» **EXPLORER LE DOCUMENT**
1: Reproduisez le passage du document source qui va de « Promouvoir l'hétérosexualité sera » à « dézingueurs du genre. ».
2: D'après les préjugés énumérés dans le document source, combien de temps l'amour dure-t-il ?

» **DOCUMENT SOURCE**
==========

Ajoutons à cela tous les préjugés, les stéréotypes, qui assènent que tout mariage se termine par un divorce, que l'amour ne dure que trois ans huit mois et vingt-deux jours, que très vite on s'ennuie, que la fidélité est dépassée, que vivre ensemble n'est pas indispensable, que pour faire des enfants il n'est plus besoin d'être deux, et cætera, et cætera. N'oublions pas, à l'instant où nous dressons ce constat, que les inquisiteurs du genre nous rappellent que nous devenons ce qu'on nous impose d'être. Il est très clair que ce que la mode et la désillusion nous imposent aujourd'hui, c'est d'être forcément malheureux.

Ne perdons pas de vue non plus, les préjugés qui visent les pratiques sexuelles, et nous martèlent, et finissent par nous convaincre, que celle qui n'accepte pas de « coucher » est une tarte, une bûche, une ringarde, une pimbêche, une coincée-de-la-libido, voire une frigide qui s'ignore, de la même façon que celle qui refuse la sodomie, la fellation, l'échangisme ou le sadomasochisme.

Dès lors, des foules de jeunes filles acceptent, sous la contrainte des stéréotypes installés par ceux qui prétendent lutter contre, des choses qui leur répugnent, ou alors, les refusent, mais au prix de la conviction d'être anormales.

Dans ces conditions, comment parler de sexualité, comment guider nos enfants, comment répondre à leurs questions, en quoi les amener à croire ? Que peuvent dire aujourd'hui les parents, les éducateurs, et même l'Éducation nationale, par exemple, au sujet de l'homosexualité, de la bisexualité, du sadomasochisme, ou encore de la masturbation ? Tout discours sur ces thèmes est piégé, désarticulé, écartelé, atomisé entre les convictions intimes, la mode, les injonctions médico-technico-scientifiques, les théories de tout poil, les préceptes véhiculés par les médias, les exigences des minorités sexuelles, et cætera, et cætera.

Suggérer que l'homosexualité n'est pas la meilleure voie vers le bonheur tombe désormais sous le coup de la loi, vouloir empêcher son enfant de se masturber va déclencher un tollé sur l'internet, le dissuader de boire son urine va être repéré comme une tentative de déroger à la théorie du genre.

Promouvoir l'hétérosexualité sera aussitôt dénoncé comme la volonté d'imposer un stéréotype sclérosant et antédiluvien. Soutenir l'enfant dans une évolution vers l'amour génital, lui montrer comme but ultime la construction d'une famille, sera de la même manière dénoncé par les dézingueurs du genre.

==========

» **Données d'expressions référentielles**
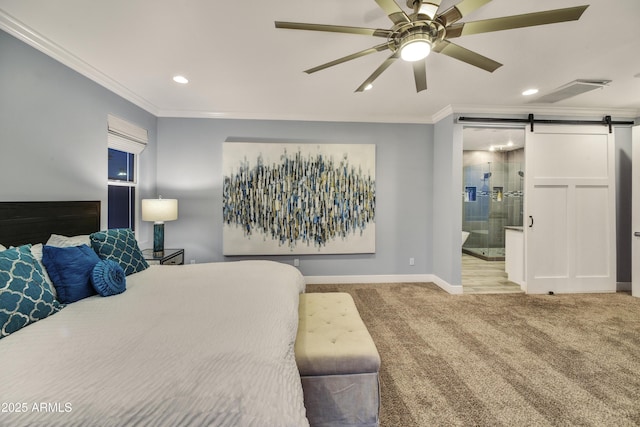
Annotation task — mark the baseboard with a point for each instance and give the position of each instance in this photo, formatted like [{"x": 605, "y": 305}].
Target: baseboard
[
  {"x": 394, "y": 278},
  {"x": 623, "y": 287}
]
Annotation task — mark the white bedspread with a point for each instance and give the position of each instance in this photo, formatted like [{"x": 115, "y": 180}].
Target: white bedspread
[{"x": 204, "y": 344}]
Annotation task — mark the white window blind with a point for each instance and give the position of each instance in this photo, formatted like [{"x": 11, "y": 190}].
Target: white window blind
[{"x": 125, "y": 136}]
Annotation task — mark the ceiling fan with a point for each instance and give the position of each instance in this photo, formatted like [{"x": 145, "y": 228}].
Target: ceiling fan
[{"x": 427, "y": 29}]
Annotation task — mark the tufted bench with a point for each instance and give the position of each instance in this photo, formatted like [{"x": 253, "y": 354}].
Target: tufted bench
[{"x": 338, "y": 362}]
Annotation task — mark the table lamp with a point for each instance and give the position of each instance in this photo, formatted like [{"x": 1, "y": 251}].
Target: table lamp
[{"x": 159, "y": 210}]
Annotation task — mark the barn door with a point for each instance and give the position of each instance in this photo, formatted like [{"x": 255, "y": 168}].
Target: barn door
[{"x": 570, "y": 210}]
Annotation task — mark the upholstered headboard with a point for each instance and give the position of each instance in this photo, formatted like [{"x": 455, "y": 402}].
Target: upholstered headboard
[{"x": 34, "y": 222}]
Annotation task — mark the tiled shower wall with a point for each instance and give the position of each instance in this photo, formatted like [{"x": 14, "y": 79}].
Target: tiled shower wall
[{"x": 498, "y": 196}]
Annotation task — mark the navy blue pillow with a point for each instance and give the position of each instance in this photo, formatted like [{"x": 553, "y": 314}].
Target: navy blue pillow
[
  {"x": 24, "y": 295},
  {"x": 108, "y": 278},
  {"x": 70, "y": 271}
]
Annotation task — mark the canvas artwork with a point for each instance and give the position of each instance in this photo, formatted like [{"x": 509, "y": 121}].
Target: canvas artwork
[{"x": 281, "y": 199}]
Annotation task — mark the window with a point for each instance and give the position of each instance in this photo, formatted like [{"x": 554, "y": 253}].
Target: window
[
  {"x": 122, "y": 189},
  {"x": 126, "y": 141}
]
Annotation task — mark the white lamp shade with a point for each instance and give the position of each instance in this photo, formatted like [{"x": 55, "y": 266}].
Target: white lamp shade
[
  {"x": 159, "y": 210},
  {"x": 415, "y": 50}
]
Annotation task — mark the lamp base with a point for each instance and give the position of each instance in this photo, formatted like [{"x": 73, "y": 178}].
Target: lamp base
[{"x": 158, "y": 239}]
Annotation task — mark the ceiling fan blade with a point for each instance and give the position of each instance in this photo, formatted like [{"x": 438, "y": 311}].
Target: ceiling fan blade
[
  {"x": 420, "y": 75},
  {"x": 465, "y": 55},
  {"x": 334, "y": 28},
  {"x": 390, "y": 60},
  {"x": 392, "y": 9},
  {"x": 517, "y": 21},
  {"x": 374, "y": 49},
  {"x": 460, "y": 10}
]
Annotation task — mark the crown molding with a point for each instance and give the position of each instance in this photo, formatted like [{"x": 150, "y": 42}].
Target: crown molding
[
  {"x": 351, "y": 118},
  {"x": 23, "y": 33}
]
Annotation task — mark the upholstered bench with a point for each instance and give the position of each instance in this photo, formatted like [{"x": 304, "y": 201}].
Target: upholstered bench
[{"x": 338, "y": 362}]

==========

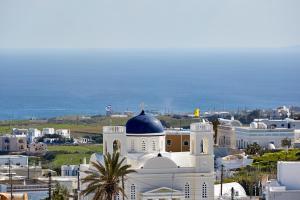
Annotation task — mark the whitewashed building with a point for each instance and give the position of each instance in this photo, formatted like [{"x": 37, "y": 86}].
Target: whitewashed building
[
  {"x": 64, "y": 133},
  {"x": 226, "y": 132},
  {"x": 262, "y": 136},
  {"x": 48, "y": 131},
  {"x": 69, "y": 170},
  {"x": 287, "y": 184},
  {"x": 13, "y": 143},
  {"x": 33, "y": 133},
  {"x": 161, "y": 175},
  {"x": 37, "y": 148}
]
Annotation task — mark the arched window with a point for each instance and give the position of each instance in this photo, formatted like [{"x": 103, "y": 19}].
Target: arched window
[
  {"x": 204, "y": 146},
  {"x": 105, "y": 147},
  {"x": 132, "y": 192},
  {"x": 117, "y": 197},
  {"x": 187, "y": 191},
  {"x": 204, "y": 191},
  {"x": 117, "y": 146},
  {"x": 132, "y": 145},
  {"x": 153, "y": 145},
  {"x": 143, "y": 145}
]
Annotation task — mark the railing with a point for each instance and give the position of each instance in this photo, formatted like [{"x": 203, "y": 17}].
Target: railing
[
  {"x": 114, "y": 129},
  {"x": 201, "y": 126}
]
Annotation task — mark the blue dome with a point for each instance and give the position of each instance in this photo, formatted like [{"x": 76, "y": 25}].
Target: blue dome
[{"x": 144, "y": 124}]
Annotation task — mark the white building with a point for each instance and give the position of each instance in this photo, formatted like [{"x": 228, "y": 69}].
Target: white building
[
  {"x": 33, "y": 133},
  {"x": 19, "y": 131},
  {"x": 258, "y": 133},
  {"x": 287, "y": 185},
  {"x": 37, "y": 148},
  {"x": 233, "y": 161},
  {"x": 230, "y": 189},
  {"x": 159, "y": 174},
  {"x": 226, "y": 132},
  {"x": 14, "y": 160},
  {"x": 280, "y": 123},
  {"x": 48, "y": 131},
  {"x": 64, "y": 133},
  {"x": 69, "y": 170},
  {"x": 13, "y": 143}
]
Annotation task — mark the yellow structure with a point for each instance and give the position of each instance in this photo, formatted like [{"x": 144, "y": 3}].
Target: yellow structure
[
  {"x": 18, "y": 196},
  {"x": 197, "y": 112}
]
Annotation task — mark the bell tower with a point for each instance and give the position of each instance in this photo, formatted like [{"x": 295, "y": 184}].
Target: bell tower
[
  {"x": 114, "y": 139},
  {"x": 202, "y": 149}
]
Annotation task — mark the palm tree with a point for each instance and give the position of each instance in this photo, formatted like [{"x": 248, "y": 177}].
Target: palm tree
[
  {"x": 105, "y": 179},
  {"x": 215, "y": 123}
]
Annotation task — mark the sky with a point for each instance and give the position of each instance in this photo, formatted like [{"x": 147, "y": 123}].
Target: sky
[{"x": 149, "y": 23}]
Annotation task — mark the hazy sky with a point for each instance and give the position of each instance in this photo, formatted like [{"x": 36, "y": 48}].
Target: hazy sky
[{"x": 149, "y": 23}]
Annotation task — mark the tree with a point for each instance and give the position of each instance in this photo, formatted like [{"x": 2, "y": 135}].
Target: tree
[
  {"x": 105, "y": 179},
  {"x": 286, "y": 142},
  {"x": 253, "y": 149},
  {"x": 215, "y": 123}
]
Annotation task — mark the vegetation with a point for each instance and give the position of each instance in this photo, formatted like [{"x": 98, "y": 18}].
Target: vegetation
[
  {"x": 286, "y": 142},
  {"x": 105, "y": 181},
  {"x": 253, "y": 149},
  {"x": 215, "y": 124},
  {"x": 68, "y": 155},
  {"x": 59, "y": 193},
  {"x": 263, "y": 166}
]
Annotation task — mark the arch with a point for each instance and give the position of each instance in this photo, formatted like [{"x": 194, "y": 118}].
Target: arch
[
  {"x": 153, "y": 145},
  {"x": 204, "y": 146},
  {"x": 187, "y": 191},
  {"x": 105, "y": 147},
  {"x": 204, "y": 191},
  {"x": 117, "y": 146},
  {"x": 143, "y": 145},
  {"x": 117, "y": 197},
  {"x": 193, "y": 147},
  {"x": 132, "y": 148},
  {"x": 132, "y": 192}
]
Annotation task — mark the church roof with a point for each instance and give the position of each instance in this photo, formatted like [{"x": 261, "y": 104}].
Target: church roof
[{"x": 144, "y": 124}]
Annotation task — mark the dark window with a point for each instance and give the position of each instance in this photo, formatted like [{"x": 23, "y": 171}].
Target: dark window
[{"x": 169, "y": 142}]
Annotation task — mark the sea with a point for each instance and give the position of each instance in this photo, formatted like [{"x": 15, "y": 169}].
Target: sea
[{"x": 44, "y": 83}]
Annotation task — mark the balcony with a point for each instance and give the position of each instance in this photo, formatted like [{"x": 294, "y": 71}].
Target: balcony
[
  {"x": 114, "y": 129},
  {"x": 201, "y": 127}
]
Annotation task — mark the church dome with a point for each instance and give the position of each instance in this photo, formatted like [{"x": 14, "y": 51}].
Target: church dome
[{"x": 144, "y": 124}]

==========

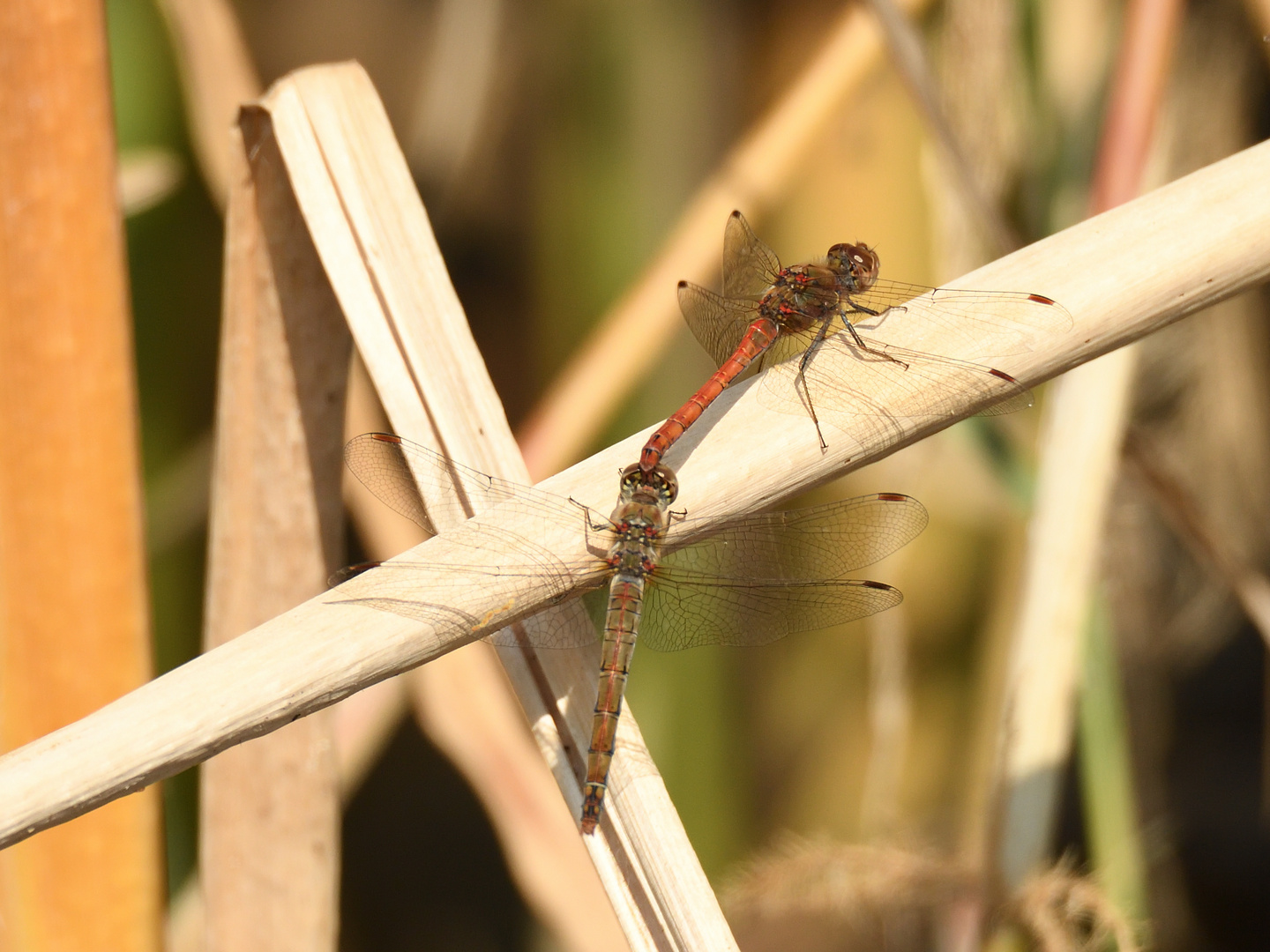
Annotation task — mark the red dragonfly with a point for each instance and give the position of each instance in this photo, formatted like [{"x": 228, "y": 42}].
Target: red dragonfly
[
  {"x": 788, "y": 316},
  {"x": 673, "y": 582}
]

==========

» **RÉPONSES**
1:
Promouvoir l'hétérosexualité sera aussitôt dénoncé comme la volonté d'imposer un stéréotype sclérosant et antédiluvien. Soutenir l'enfant dans une évolution vers l'amour génital, lui montrer comme but ultime la construction d'une famille, sera de la même manière dénoncé par les dézingueurs du genre.

2: Trois ans, huit mois et vingt-deux jours.